# Task data
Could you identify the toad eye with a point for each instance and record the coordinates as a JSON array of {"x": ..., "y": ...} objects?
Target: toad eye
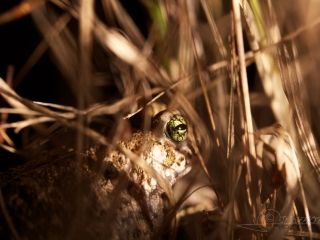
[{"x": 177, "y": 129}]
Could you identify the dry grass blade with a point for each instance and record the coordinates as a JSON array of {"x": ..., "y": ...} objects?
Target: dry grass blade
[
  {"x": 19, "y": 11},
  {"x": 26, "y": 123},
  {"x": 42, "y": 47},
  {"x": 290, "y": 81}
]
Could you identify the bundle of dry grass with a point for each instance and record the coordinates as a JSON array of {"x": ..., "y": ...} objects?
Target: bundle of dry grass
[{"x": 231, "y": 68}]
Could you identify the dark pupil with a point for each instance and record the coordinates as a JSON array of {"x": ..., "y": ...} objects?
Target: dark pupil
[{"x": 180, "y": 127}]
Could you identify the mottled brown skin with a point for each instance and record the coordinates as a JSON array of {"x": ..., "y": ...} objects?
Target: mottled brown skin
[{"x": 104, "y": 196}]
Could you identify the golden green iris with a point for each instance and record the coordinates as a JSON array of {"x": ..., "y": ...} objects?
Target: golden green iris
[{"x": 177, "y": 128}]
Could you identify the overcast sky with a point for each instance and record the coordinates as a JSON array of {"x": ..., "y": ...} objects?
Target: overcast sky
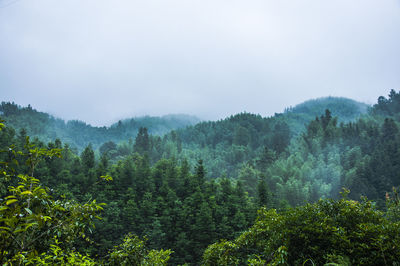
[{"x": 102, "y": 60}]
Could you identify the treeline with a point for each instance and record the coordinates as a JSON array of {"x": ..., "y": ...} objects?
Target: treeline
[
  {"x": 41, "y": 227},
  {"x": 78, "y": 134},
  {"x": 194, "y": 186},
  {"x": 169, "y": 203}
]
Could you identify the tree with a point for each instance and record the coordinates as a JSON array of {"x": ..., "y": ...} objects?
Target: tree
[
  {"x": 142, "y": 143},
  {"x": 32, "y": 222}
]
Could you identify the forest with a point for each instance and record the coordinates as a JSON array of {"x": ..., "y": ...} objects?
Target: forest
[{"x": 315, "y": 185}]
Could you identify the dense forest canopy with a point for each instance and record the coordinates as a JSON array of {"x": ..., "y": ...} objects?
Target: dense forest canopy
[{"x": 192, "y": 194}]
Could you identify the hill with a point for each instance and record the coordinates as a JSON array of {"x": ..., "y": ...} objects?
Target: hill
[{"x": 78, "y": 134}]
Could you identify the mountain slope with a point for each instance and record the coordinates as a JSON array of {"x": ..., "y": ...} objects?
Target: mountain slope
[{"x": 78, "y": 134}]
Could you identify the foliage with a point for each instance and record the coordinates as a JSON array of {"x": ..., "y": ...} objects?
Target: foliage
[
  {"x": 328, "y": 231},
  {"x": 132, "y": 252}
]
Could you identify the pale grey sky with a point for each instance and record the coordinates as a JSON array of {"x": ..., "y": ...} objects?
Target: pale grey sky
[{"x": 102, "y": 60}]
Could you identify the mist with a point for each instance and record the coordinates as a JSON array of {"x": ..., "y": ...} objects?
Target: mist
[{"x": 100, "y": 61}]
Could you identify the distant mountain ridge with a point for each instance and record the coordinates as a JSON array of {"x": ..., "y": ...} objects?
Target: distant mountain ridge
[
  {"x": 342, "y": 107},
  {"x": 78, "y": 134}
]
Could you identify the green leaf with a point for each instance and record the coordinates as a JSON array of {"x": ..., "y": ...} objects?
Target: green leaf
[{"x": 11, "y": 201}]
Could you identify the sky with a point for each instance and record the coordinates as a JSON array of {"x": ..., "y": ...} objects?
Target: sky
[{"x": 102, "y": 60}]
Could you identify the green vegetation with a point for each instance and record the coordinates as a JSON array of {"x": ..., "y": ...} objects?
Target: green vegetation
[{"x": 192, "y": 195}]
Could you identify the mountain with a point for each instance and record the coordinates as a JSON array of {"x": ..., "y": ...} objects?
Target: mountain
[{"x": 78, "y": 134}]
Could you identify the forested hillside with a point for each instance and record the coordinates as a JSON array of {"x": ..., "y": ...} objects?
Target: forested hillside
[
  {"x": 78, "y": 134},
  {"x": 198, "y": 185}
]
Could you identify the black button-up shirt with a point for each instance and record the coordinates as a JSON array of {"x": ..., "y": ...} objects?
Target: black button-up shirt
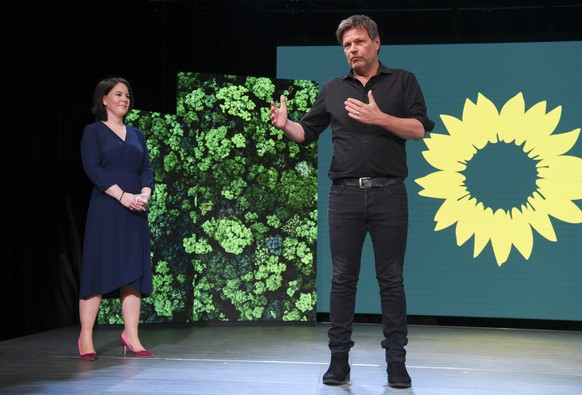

# What you are asked to do
Only the lines from the one that contains "Could you identify the sky" to the end of the records, inclusive, are to be quoted exactly, with pictures excluded.

# Completed exercise
Could you identify the sky with a point for each instance and record the coordinates as a JSON array of {"x": ..., "y": ...} objects?
Target: sky
[{"x": 102, "y": 60}]
Could you identify the green vegetation with a point for each instance and record the coordinates as a JSON array of {"x": ..., "y": ...} objects?
Target: green vegetation
[{"x": 192, "y": 195}]
Could you identify the mountain with a point for each instance and record the coordinates as a JSON array of {"x": ..., "y": ...} objects?
Target: mountain
[{"x": 78, "y": 134}]
Could you identify the forested hillside with a point for each instance and record the coordinates as a JSON array of {"x": ..., "y": ...} objects?
Target: forested hillside
[
  {"x": 78, "y": 134},
  {"x": 198, "y": 185}
]
Could you identify the black button-up shirt with a point for each instance and record the coordinates as a JSON array of {"x": ..., "y": ...} objects?
Target: black button-up shirt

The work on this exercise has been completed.